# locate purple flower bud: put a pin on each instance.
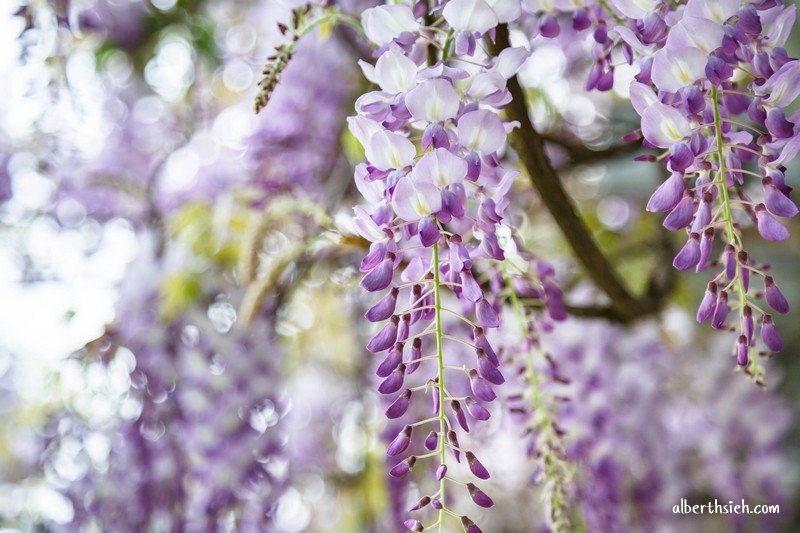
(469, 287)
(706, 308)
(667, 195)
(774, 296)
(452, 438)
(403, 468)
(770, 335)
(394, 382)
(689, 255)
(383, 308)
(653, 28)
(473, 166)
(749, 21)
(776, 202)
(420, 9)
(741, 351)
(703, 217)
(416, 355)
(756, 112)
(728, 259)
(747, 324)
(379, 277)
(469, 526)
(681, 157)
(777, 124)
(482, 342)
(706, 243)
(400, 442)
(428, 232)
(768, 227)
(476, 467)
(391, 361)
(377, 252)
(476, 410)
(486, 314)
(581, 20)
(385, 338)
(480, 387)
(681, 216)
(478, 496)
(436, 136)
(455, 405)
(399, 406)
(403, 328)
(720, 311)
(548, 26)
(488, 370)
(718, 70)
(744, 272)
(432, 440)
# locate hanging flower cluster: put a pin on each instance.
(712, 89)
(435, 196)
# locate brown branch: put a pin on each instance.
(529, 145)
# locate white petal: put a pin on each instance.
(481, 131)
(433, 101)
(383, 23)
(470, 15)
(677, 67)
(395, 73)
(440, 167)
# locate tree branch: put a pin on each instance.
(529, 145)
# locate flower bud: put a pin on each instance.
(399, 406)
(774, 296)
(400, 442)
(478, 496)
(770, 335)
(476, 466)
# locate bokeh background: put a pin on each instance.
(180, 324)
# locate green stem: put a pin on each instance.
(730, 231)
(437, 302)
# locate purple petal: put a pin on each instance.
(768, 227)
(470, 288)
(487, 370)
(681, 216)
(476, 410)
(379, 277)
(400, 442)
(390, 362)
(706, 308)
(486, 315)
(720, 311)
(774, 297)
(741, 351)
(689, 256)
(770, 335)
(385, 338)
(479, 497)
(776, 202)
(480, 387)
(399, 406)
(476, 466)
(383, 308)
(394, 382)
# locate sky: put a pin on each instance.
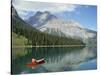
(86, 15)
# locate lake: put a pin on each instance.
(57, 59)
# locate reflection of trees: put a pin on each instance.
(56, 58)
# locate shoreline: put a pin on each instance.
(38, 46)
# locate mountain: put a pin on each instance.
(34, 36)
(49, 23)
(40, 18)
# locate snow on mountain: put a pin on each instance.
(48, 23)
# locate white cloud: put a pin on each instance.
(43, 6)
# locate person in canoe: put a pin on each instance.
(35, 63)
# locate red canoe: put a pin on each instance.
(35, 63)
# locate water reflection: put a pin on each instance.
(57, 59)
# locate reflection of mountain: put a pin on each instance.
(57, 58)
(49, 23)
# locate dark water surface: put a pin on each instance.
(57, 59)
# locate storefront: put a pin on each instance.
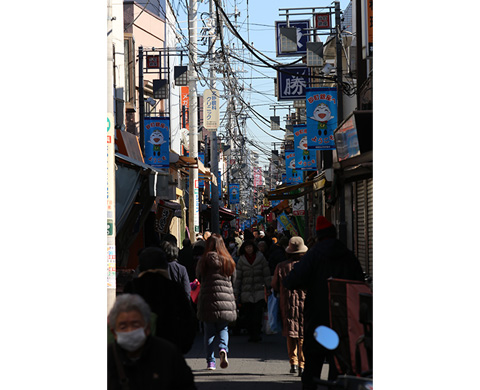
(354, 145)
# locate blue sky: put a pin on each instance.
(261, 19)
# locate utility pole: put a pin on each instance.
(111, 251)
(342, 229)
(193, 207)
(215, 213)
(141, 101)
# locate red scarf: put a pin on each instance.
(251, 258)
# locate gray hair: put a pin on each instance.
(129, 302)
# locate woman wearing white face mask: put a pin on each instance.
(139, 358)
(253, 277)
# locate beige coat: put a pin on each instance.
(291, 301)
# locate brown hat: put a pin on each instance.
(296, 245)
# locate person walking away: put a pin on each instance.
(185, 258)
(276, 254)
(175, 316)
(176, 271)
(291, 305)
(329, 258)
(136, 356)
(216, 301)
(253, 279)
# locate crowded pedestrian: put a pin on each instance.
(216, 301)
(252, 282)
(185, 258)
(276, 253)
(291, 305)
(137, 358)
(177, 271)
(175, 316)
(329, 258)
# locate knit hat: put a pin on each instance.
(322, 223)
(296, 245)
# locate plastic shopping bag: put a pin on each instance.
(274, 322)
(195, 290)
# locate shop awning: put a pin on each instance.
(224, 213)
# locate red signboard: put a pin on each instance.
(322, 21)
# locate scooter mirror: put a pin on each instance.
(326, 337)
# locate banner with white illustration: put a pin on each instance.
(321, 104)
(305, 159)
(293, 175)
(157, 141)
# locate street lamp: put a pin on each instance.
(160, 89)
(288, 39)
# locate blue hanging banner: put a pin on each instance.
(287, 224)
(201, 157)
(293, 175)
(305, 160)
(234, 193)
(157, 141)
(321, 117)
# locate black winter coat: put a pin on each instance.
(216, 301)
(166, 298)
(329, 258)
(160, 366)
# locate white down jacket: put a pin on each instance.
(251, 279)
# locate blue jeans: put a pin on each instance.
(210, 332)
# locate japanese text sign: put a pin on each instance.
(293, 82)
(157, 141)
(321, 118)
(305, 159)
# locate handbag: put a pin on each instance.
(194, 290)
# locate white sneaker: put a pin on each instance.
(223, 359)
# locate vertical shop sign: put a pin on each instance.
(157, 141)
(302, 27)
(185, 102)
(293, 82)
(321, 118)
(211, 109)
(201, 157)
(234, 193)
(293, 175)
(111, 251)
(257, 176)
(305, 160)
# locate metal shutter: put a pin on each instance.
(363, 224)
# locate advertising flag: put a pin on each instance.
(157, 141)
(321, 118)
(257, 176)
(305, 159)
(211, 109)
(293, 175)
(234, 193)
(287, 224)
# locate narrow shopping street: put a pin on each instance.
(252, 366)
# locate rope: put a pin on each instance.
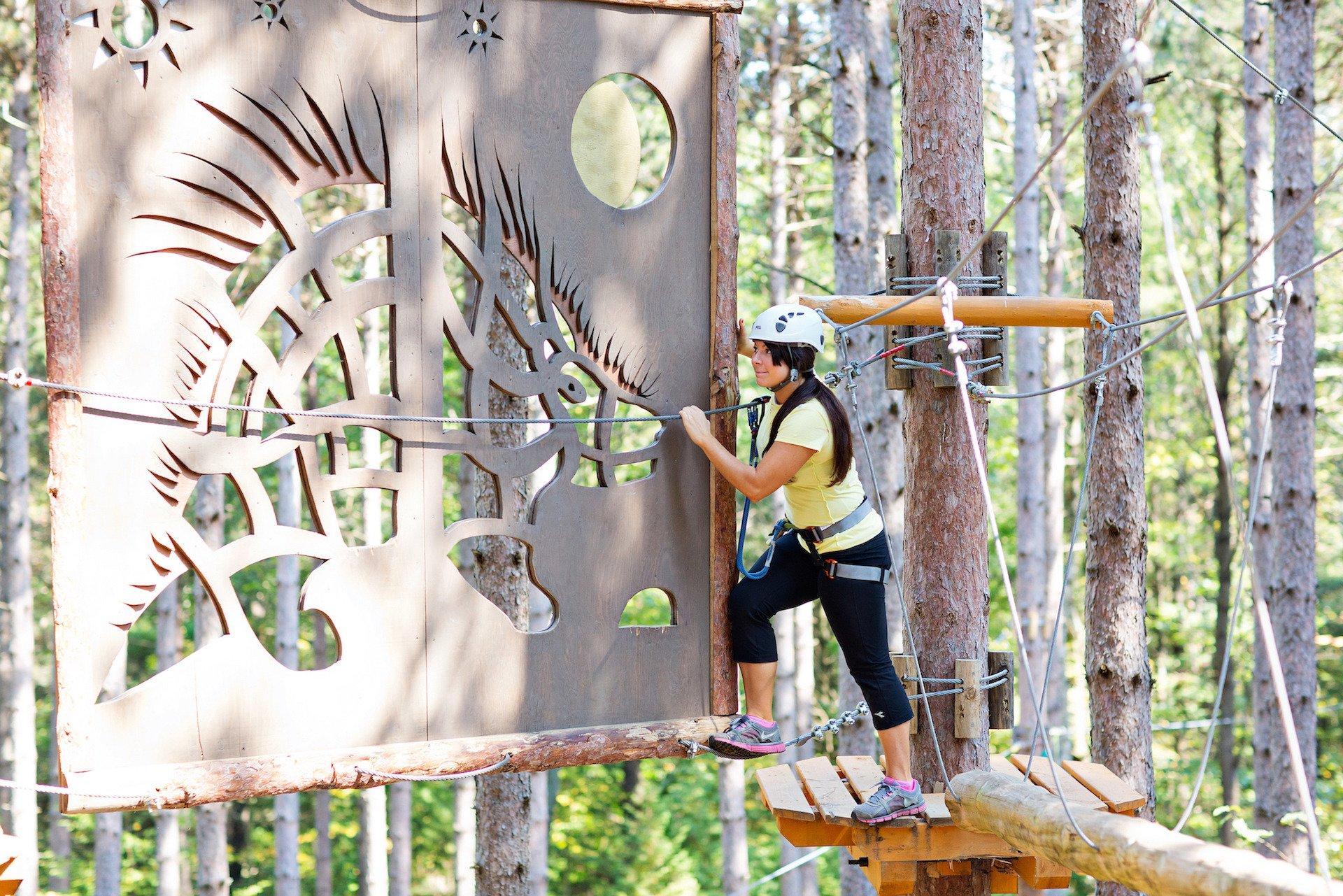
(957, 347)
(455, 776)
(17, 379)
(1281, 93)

--

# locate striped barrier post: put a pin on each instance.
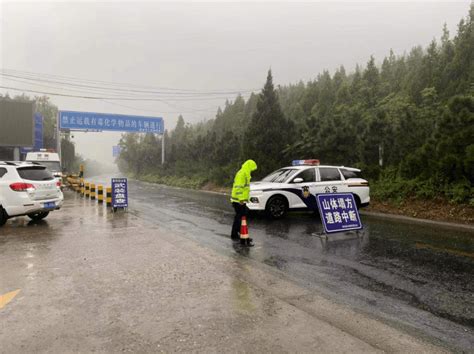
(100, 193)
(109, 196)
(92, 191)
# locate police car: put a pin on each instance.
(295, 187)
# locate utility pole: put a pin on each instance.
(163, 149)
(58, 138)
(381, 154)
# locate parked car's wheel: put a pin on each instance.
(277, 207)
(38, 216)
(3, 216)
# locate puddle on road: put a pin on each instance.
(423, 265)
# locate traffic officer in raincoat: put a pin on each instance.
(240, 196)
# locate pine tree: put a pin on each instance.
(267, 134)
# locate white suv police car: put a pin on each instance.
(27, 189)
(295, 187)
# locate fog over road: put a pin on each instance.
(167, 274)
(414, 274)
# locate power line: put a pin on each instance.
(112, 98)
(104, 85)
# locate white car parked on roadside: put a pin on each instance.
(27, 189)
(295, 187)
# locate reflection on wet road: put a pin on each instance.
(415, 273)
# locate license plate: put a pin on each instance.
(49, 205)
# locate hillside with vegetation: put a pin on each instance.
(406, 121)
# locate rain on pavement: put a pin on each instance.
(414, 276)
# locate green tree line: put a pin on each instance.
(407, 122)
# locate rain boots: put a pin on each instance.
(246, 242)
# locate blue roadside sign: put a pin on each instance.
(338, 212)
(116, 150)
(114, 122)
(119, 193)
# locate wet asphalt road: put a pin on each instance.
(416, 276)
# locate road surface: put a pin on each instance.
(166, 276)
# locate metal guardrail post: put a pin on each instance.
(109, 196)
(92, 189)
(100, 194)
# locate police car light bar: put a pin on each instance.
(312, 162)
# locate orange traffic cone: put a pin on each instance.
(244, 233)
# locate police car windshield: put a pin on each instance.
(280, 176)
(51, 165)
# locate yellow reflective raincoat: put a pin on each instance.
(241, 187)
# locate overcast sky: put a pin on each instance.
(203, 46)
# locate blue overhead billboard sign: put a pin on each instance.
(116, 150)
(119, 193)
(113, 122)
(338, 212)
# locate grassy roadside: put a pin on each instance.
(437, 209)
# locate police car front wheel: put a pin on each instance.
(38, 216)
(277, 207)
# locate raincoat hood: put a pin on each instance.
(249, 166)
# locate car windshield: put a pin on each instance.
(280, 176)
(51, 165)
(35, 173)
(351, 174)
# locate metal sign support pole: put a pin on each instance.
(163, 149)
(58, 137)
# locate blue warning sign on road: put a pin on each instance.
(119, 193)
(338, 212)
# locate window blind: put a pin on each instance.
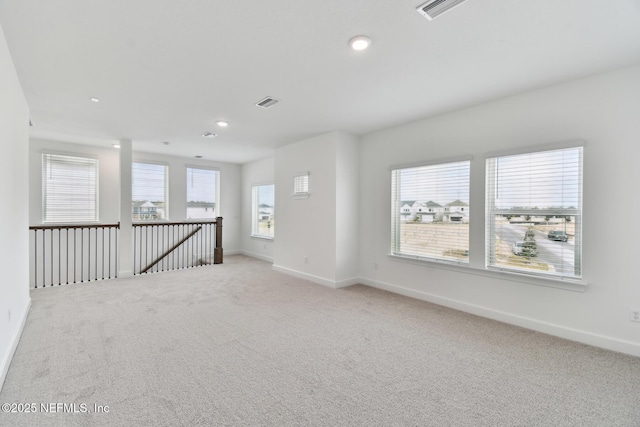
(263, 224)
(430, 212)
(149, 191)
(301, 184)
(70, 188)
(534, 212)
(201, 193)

...

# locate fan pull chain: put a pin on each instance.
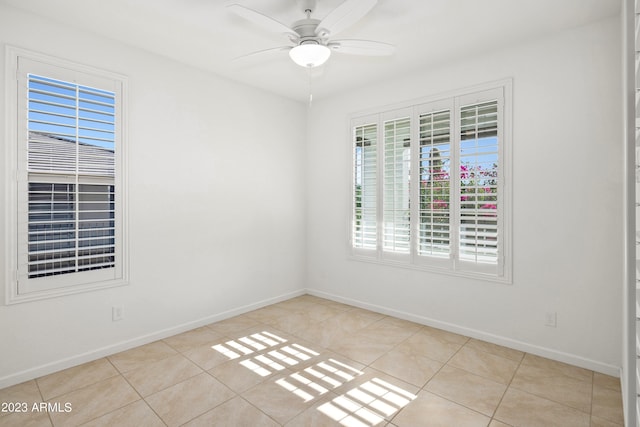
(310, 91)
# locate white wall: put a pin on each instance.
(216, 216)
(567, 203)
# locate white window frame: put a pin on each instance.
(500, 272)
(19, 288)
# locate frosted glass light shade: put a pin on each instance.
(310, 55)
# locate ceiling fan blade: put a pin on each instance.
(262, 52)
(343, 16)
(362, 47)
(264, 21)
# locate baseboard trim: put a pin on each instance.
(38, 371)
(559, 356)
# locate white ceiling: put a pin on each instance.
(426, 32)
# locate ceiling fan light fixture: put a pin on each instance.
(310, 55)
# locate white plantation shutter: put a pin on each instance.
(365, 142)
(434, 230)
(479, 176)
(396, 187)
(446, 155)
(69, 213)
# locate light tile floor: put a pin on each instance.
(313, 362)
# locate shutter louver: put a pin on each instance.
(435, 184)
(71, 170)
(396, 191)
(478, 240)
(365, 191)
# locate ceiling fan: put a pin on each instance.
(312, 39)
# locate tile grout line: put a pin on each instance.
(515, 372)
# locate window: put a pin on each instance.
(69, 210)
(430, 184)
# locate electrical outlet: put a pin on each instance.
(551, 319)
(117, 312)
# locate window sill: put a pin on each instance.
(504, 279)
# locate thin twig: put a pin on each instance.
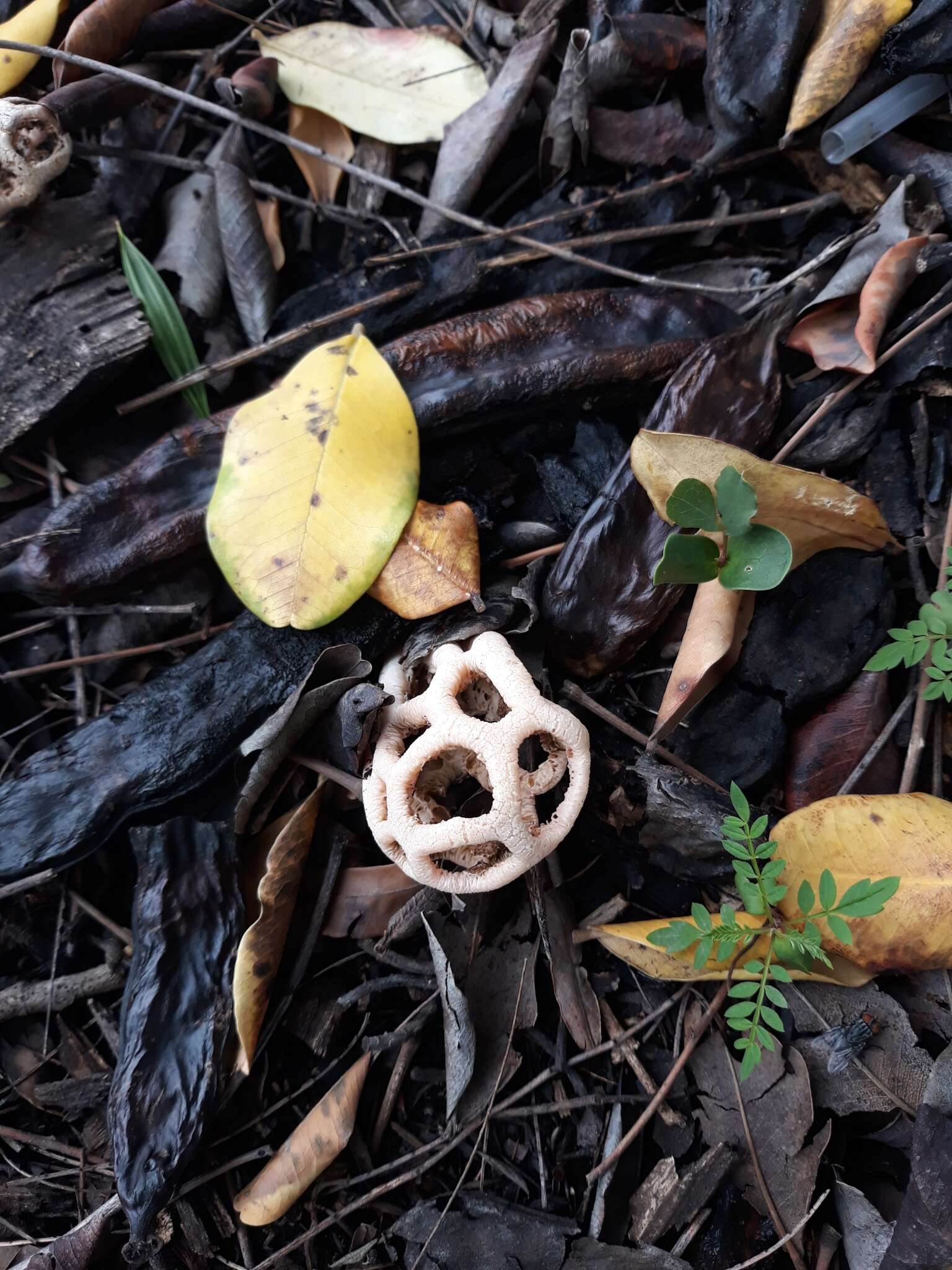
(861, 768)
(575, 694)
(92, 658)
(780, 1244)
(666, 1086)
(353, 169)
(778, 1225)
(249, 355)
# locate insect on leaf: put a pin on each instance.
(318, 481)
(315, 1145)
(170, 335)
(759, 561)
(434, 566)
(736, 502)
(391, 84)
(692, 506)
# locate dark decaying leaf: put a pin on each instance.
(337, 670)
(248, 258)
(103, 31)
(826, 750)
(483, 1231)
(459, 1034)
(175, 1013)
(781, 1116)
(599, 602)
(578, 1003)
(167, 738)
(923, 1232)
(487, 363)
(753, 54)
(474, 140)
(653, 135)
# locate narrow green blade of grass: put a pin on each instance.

[Written exercise] Pull out every line in the data above that contains the word "wheel". Case counts, so a capital letter doesn't match a lowercase one.

[Output for this exercise]
# locate parked car's wheel: put a pin on each instance.
# locate police car front wheel: put a pin on each instance.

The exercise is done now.